## Brief
With every picture left out, restate the listing below exactly as written.

## Data supplied
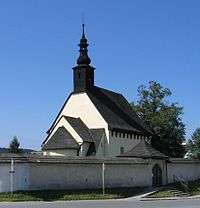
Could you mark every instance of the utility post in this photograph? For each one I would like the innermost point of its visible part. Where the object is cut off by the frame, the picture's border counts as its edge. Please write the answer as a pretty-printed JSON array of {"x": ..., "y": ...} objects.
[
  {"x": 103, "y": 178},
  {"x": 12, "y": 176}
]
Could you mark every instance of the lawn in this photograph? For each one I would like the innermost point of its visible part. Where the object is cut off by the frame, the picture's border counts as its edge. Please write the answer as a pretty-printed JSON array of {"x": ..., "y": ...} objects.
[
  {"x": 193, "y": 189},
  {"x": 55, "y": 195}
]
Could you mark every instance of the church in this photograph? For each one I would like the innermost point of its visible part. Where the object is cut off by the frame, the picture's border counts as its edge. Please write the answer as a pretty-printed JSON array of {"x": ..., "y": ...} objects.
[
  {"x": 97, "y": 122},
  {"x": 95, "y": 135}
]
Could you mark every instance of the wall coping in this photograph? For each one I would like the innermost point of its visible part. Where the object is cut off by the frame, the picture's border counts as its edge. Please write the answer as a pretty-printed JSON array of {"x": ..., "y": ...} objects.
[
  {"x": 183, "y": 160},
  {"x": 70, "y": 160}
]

## Completed exercise
Could you mark every instance of the utility post in this photograph? For each one I would like the innermost point of its visible part. Where the object is cut off by the frame, the picture's border counts as its edge. Please write the answer as a pretty-printed JSON array of {"x": ..., "y": ...} objects.
[
  {"x": 103, "y": 178},
  {"x": 12, "y": 176}
]
Could you mark every instance of the lawn in this photograph? For each one I would like the innermost point of its visible part. Where the object is cut off by the frame, the picture's border counts as its edge. Please write the answer as a pretty-printed JSON array of {"x": ..., "y": ...} objects.
[
  {"x": 193, "y": 189},
  {"x": 55, "y": 195}
]
Could you mark every instance of the church in this photograph? For each one I would like the innermost point of its visible part. Where the object is cut off by the frame, the picture's border counts as its edge. Please write the answer as a pretty-printed JSON array of {"x": ..., "y": ...} objects.
[
  {"x": 97, "y": 122},
  {"x": 95, "y": 135}
]
Could you mark every instance of the wall coping in this photograph? For each one I would like the innermost point of its visible part. Where the object is cut off by the frame, the picture's border counts as its edge. Please write the answer as a pretty-printed JSON array of {"x": ..., "y": ...} objects.
[
  {"x": 183, "y": 160},
  {"x": 70, "y": 160}
]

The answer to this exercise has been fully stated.